*Instructions to follow*. Tally the lines in the following entries that include the word "mountain"; state only the total.

*Recorded data*.
BEGIN
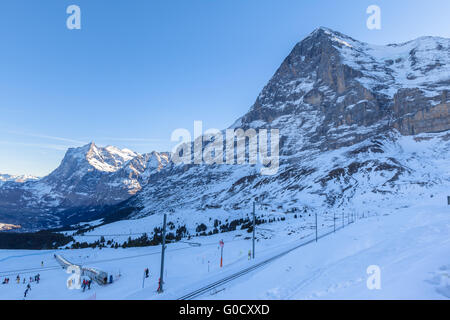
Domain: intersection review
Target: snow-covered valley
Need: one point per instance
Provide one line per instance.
(411, 245)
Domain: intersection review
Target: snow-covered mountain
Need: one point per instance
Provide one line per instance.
(359, 125)
(16, 178)
(88, 177)
(344, 109)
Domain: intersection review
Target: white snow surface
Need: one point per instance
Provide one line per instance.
(410, 244)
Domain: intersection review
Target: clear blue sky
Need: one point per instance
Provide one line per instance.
(138, 69)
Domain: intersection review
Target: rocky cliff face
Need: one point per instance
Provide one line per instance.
(341, 106)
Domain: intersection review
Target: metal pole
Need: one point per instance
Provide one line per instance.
(254, 228)
(316, 227)
(334, 221)
(162, 254)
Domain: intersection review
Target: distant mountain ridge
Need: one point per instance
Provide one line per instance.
(344, 109)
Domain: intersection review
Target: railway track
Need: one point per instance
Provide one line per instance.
(216, 284)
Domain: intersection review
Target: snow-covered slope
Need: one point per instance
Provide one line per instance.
(16, 178)
(409, 244)
(88, 177)
(345, 110)
(352, 126)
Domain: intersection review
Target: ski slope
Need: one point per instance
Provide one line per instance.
(411, 245)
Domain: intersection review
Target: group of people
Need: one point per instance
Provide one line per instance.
(86, 283)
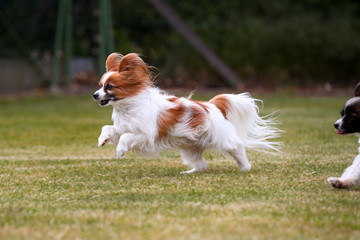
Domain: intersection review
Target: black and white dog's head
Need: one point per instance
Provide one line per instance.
(350, 121)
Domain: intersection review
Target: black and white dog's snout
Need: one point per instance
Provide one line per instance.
(337, 124)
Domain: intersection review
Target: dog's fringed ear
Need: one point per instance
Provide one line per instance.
(113, 61)
(132, 62)
(357, 90)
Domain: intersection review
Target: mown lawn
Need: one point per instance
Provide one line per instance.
(55, 183)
END
*Expected answer*. 2